__WHAT IS EXPECTED__
The lines to copy are those in the listing that hold the word "canopy".

========================================================================

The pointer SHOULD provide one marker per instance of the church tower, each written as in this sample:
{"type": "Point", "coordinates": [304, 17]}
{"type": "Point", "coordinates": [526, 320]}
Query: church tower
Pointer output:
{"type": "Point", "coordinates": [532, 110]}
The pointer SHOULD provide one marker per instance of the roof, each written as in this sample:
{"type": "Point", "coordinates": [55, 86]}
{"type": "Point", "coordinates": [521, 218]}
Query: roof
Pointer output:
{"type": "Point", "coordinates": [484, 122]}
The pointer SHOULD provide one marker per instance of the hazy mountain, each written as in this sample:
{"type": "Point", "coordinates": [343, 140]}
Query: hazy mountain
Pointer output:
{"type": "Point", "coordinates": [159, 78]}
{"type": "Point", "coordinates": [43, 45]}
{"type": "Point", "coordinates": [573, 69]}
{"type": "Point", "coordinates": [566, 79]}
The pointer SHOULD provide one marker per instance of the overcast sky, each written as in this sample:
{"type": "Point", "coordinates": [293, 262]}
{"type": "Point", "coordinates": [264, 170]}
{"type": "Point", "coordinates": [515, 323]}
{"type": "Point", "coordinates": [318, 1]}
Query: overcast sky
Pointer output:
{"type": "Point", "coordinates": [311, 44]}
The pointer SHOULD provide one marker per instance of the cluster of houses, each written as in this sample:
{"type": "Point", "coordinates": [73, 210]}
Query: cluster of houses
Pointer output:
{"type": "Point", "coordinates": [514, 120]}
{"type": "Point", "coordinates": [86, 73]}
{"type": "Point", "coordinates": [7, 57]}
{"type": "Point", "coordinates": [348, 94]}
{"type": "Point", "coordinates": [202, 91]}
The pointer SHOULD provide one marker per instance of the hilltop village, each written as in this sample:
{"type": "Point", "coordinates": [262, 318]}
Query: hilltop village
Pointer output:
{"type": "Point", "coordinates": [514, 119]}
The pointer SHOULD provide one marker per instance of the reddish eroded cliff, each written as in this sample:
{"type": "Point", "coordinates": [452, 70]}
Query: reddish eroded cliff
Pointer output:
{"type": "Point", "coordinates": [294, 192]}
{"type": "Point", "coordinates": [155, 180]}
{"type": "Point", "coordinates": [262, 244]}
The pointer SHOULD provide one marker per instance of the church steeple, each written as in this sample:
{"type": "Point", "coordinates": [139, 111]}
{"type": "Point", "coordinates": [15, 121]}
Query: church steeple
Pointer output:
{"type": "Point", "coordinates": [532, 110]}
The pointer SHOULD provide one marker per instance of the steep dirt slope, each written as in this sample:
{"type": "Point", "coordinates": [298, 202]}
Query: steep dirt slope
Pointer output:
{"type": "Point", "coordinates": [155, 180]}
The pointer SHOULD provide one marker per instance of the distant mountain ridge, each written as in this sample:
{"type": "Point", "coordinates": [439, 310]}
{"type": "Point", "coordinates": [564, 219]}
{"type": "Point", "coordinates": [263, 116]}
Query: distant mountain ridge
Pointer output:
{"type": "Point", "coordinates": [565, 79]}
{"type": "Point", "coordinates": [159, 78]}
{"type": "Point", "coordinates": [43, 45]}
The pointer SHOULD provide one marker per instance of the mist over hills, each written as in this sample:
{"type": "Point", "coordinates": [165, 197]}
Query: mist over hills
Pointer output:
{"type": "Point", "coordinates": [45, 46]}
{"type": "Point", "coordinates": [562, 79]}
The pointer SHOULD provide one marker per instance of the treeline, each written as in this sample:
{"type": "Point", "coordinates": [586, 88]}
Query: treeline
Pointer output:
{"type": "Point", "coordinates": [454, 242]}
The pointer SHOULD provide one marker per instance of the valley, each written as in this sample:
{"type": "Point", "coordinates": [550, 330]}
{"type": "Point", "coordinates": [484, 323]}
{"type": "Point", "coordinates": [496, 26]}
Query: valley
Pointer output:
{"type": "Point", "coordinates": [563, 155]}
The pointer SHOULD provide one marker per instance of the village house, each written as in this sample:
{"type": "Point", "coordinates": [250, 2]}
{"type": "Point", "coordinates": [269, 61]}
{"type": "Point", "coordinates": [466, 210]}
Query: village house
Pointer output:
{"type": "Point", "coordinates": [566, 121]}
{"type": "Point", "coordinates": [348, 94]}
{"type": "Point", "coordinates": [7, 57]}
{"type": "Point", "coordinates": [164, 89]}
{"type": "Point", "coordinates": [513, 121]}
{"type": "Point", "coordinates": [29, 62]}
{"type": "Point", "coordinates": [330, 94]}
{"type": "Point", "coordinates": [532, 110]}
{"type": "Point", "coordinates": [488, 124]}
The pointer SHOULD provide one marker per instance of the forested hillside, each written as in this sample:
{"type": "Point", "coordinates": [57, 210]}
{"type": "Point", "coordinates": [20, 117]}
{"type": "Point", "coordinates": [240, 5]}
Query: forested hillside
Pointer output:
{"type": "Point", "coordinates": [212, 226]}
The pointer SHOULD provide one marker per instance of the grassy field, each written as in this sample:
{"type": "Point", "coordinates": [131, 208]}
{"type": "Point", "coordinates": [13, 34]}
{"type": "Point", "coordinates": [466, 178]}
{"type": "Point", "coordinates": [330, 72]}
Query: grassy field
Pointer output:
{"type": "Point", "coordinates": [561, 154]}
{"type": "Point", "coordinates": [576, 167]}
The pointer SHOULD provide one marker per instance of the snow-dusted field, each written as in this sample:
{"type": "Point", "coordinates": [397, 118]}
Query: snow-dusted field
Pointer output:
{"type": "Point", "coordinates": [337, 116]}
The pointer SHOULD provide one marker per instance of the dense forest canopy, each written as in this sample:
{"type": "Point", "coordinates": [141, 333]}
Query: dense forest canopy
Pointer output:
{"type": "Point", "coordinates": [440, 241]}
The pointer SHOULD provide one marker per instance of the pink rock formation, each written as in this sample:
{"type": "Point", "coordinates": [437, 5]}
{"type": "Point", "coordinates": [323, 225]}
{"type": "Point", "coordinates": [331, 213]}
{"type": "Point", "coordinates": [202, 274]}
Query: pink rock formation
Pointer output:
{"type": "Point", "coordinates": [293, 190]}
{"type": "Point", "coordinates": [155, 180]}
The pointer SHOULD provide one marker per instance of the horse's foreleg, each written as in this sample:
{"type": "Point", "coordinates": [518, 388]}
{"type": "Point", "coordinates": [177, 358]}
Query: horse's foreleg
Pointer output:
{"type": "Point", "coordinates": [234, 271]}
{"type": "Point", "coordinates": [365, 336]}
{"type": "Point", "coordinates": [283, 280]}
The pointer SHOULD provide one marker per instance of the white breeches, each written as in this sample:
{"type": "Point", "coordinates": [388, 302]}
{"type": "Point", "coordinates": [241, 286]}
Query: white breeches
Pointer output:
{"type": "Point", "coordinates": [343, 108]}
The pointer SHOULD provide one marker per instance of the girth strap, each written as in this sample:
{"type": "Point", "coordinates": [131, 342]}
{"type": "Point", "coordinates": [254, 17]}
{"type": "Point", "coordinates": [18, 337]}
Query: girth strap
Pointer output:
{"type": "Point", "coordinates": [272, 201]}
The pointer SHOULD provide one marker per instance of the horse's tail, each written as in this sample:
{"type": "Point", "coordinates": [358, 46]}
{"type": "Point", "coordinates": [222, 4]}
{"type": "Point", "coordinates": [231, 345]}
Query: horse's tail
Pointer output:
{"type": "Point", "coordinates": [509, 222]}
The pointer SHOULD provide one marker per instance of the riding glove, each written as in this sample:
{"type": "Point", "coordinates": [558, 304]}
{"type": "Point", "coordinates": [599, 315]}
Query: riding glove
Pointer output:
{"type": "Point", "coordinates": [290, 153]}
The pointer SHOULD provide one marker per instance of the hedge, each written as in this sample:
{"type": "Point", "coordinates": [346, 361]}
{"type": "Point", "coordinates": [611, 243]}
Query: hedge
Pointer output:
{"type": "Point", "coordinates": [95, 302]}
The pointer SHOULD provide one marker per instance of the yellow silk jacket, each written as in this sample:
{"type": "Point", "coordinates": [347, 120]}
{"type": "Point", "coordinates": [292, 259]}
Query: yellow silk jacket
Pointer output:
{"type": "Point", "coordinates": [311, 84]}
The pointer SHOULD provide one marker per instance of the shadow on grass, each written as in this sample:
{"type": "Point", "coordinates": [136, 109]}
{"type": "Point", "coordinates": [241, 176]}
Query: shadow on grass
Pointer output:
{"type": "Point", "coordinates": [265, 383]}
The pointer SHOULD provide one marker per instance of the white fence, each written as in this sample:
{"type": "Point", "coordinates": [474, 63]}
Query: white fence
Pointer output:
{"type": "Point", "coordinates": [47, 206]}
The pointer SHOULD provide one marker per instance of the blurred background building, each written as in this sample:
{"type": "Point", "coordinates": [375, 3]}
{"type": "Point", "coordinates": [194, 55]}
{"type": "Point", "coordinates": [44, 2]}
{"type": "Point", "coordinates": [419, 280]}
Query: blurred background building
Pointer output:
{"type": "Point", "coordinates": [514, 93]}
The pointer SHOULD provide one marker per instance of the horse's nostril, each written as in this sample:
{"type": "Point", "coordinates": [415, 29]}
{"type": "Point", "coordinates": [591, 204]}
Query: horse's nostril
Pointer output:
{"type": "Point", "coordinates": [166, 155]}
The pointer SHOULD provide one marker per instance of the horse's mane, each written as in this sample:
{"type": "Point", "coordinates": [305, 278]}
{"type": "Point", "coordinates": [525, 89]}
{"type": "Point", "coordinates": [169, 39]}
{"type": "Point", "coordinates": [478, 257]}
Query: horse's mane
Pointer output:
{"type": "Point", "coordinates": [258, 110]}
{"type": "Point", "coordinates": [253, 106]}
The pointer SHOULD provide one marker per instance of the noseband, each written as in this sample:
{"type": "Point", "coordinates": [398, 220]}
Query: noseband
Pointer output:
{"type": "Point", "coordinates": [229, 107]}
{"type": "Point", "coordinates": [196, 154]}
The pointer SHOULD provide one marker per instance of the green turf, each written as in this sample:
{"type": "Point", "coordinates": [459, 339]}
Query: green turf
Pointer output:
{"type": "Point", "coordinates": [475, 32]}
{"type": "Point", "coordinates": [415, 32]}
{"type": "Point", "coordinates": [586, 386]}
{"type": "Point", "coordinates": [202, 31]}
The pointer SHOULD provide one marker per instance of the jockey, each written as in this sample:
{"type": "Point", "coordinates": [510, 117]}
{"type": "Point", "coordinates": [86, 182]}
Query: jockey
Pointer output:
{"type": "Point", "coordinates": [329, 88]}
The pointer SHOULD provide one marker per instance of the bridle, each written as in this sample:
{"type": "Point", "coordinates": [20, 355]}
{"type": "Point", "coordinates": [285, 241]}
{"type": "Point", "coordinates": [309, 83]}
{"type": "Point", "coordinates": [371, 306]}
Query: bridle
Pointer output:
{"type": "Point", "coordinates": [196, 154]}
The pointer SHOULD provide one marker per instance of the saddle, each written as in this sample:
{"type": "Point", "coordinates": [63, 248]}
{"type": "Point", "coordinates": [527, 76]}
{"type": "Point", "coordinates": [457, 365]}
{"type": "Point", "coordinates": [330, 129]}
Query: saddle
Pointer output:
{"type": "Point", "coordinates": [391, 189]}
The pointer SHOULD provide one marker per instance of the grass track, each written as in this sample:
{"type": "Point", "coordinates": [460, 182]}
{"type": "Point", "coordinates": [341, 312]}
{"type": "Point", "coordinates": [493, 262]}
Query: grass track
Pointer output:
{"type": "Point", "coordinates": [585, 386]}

========================================================================

__OUTPUT__
The pointer SHOULD provide one marker per instance of the dense forest canopy, each written as in this sample:
Query: dense forest canopy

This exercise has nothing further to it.